• **YOUR OBJECTIVE**:
Copy out, exactly as given, every line from the line with "Annotate the deep-treaded" to the end of the listing, both of those lines included.

— start WORKING DATA —

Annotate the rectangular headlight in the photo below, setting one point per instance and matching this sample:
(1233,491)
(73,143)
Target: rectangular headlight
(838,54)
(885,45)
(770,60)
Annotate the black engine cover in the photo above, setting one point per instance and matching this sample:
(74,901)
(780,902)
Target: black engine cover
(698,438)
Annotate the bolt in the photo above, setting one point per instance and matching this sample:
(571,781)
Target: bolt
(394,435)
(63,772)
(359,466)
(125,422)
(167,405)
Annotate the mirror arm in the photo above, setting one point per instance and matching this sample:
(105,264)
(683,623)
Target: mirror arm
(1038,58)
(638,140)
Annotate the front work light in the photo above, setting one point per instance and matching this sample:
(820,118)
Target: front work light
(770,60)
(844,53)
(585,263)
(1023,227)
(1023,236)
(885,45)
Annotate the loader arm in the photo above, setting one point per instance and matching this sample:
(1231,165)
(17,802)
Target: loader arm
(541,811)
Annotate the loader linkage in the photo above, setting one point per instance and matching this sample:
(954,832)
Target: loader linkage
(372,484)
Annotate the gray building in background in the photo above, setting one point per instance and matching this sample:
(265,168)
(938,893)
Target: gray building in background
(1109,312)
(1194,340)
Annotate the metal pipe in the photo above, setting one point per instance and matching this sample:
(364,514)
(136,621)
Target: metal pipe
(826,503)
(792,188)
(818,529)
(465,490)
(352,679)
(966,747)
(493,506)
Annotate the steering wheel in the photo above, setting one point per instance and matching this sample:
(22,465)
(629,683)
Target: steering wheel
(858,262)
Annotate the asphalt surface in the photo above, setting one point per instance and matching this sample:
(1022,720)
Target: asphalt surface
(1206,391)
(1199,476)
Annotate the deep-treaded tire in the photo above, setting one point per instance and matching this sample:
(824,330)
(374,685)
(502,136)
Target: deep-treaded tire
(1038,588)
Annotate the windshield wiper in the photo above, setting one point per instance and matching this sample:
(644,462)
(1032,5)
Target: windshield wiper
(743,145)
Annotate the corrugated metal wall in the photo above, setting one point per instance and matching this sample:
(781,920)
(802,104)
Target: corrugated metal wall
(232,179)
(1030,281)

— end WORKING DATA —

• **ANSWER TO THIS EXERCISE**:
Annotate the deep-treaded tire in the photo above, setting one point per instance and matching this sample:
(824,330)
(374,685)
(502,136)
Target: deep-treaded tire
(1038,588)
Annotate the windshield wiper in the photo above, setting one point per instance and matching this sample:
(644,462)
(1032,5)
Target: windshield wiper
(743,145)
Annotate the corrugated metal wall in the photo above, setting one point per instance and matching this sample:
(781,920)
(802,104)
Target: corrugated metal wall
(232,179)
(1030,281)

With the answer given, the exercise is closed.